### PROBLEMS TO WORK ON
a) According to the text on the World Cup and Qatar's migrant labor system, roughly what share of Qatar's workforce is made up of migrant workers?
b) Rewrite the passage of the text on the World Cup and Qatar's migrant labor system that opens with the words "Twelve years before" and closes with "across the event.", using "first match" instead of "opening game".
c) Extend the text on the World Cup and Qatar's migrant labor system, picking up after its final sentence.

The World Cup and Qatar’s migrant labor system
The World Cup and Qatar’s migrant labor system


Twelve years before host nation Qatar took to the pitch against Ecuador for the opening game of the 2022 FIFA World Cup, kafala, a system of employment sponsorship for foreign workers was already casting an ominous shadow across the event.

After securing the bid for Qatar and succumbing to a bribery scandal related to the hosting rights for that very country, former FIFA president Sepp Blatter called the selection “a bad choice.”

Tack on widely reported human rights abuses and the small Gulf Arab nation has been a contentious choice to host world soccer’s biggest event. It’s the first time the World Cup has been held in an Arab country, and when Qatar won the bid for this year’s World Cup back in 2010, it lacked the infrastructure — a metro system, major hotels, and stadiums — necessary to host a massive international event which led to an estimated $220 billion investment, according to Quartz.

Focus on its labor system zeroed in on the construction industry, since so many new facilities were built and because it can be such dangerous work. A Guardian story from 2021 found that 6,750 South Asian workers in all industries died over a 10-year period in Qatar; only 37 of those workers were directly linked to the construction of World Cup facilities. Still, as the Washington Post reported earlier this month, many families of deceased migrant laborers still lack meaningful information about how and why their loved one died, as well as compensation for their loss.

Since migrant workers are so prevalent in Qatar’s economy — approximately 90 percent of Qatar’s workforce — other categories of laborers, with whom World Cup patrons are likely to interact, also face the possibility of abuse and exploitation.

FIFA has pledged to commit a portion of its proceeds from the Qatar games to support migrant workers, according to Reuters. FIFA did not respond to Vox’s questions regarding plans for distribution of that funding by press time.

### SUPPLIED ENTRIES

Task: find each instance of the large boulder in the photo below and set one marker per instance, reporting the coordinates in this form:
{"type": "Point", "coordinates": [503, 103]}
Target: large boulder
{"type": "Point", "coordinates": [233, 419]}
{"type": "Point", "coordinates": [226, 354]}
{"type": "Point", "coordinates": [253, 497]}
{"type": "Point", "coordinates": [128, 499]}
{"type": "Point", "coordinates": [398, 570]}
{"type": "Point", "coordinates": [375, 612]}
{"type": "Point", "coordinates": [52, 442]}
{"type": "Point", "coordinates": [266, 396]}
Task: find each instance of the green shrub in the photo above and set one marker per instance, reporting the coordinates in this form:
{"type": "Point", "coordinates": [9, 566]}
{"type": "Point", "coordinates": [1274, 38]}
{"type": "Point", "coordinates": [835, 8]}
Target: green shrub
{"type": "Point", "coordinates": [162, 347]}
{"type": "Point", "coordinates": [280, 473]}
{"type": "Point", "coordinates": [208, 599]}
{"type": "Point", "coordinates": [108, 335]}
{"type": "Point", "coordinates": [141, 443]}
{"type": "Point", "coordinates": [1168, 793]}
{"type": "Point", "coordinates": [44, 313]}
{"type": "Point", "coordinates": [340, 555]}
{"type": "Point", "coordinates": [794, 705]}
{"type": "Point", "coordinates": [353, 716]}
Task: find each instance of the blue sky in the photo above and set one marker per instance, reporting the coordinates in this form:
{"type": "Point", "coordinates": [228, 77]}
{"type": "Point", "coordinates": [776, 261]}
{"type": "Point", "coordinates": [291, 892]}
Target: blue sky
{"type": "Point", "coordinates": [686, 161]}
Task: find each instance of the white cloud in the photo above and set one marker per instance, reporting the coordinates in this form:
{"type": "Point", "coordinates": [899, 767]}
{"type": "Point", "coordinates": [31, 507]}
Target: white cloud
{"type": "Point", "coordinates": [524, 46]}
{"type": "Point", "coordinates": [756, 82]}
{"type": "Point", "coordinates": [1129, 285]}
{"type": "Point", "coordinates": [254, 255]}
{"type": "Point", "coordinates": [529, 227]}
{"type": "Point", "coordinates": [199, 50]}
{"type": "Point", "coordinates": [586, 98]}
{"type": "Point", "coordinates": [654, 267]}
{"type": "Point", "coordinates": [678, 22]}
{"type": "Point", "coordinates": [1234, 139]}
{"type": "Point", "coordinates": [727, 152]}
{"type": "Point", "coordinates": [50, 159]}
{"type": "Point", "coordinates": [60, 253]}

### RESULTS FOR EACH TASK
a) Approximately 90 percent.

b)
Twelve years before host nation Qatar took to the pitch against Ecuador for the first match of the 2022 FIFA World Cup, kafala, a system of employment sponsorship for foreign workers was already casting an ominous shadow across the event.

c)
Migrant workers in most countries are vulnerable by the very nature of their position and social status. But in Qatar, the economy depends on migrant workers, and there is an entire legal system set up to get people who need jobs into the country. But having legal status doesn’t exactly guarantee rights and freedoms for these workers, and though there have been improvements, international scrutiny of the kafala system is challenging for Qatar to accept.

“It is a society with no real political freedoms, there is no culture of public debate and criticism of how the state operates,” Mustafa Qadri, the founder of Equidem, a human rights organization based in the UK and active in Qatar, told Vox in an interview. “[The state] has an approach of, ‘any criticism is an attack on us,’ so that very quickly shifts to a siege mentality.”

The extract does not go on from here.